[Image-grounded pointing data]

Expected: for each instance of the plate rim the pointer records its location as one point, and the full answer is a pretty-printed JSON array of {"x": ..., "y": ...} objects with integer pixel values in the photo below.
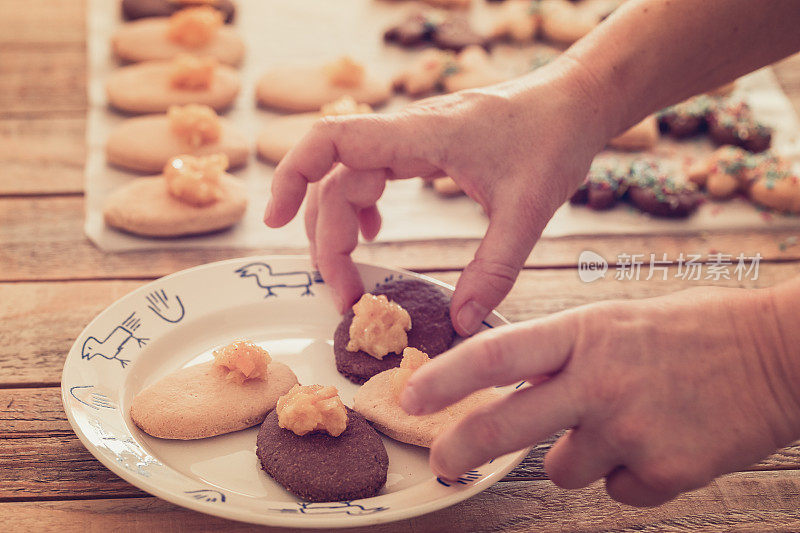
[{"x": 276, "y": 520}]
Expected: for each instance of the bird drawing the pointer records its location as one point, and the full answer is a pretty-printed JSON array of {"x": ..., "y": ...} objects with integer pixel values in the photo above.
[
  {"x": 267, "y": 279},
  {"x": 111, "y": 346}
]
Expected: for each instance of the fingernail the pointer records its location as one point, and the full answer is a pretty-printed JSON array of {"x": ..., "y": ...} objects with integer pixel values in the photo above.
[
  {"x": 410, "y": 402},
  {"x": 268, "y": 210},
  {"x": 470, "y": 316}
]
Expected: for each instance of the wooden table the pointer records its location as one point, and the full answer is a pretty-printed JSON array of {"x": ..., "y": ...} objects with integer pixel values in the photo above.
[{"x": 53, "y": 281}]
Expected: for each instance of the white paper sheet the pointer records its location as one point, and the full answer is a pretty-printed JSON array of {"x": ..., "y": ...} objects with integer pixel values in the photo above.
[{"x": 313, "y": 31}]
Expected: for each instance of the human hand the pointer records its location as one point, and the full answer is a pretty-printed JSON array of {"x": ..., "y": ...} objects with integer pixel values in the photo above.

==

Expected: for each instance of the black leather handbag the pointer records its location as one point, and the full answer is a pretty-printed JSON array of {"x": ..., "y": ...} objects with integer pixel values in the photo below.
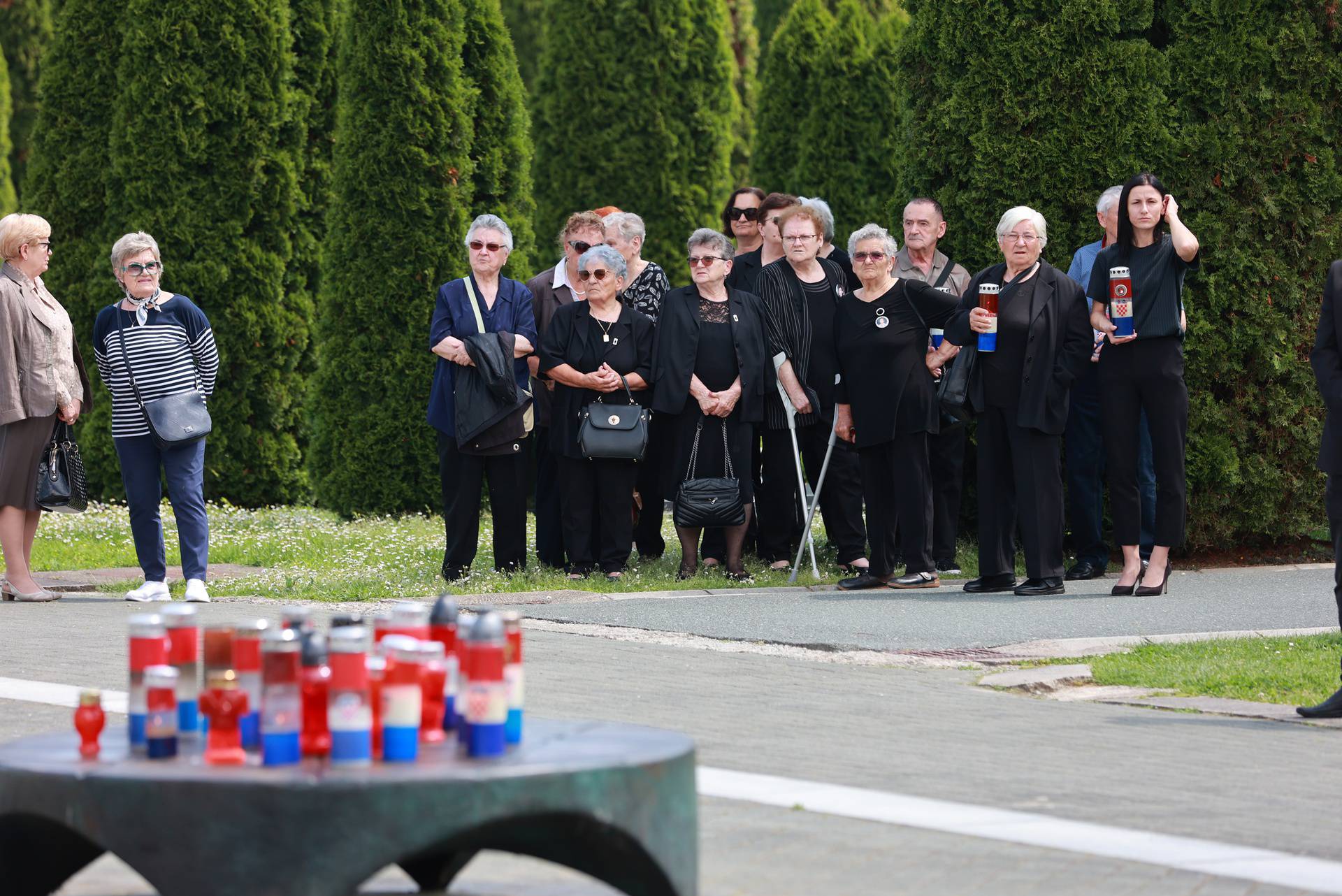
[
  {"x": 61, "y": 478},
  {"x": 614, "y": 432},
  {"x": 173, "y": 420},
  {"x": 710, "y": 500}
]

* _What is expected_
Above are some records; quote exactly and only the lines that begin at the line containing "Expected: for each instance of the plate" and stop after the line containing "Expected: for each instance of the human", leaving out the pictures.

* _Answer to the problem_
Expected: for each instance of the plate rim the pointer records its location as one point, and the full answer is a pretty-printed JSON array of {"x": ..., "y": ...} objects with integer pixel values in the photo below.
[{"x": 276, "y": 520}]
Expected: for each instance of the bird drawing the pointer records its location as one point, and the full answer is a pretty-printed JSON array of {"x": ..., "y": ...} objects with integer pixel values in the photo above.
[
  {"x": 267, "y": 279},
  {"x": 111, "y": 346}
]
Expected: for each instance of the fingernail the pointer records its location as one point, and the full answer is a pretty-printed JSON array of {"x": ..., "y": ...} objects with integer pixel values in the photo above.
[
  {"x": 410, "y": 402},
  {"x": 268, "y": 210},
  {"x": 470, "y": 316}
]
Expected: for each instance of the wooden table the pointer records its location as one point, and the full answer is a pretty-printed JSON array of {"x": ..., "y": ...} objects with integer pixel values in the photo above.
[{"x": 53, "y": 281}]
Expected: for each instance of the white paper sheet the pointer records its location as one point, and the full answer is a pretty-printed JSON array of {"x": ..., "y": ...} objects with integer pixel values in the photo above.
[{"x": 313, "y": 31}]
Expected: for each instance of the human hand the pointer records its location as one point, and the full answer is a pretty-printed JSON array of {"x": ..., "y": ...} objects with integer pixel values in the photo above.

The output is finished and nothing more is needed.